*Assigned task*
From the line containing "Task: mark one dot on every instance of the baby" to the last line below, retype everything word for word.

——

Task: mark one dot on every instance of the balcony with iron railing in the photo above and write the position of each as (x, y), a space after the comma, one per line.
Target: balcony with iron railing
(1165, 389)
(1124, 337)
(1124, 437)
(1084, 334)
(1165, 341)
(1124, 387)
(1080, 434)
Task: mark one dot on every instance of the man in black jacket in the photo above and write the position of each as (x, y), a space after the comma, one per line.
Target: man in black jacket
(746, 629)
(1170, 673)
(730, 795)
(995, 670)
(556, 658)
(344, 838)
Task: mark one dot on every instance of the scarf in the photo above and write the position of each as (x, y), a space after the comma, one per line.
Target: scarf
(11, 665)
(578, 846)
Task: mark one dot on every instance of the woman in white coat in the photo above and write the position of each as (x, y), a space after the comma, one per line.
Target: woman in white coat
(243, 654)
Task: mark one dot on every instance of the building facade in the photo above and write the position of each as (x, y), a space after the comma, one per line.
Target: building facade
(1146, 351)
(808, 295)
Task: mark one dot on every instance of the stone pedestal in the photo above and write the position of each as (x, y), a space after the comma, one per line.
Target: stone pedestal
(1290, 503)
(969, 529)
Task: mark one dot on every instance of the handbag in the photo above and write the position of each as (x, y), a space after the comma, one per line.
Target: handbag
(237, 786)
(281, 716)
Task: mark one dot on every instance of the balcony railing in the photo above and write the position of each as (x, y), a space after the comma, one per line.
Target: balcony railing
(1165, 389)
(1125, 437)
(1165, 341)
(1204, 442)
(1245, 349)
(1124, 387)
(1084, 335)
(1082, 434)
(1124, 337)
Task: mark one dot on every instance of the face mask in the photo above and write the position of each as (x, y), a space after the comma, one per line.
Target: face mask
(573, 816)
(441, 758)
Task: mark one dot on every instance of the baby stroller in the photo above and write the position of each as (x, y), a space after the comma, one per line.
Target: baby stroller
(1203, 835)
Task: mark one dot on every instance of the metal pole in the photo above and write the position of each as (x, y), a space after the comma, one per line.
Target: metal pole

——

*Answer*
Task: mark one dot on every instance of the baby stroller in the photo above and write the position of each as (x, y), a space after the comma, one per line.
Target: baby stroller
(1203, 835)
Task: mark one dot on every instance of the metal pole in the photo above and write the position of each as (x, y), a space after the comma, one per line.
Target: metal pole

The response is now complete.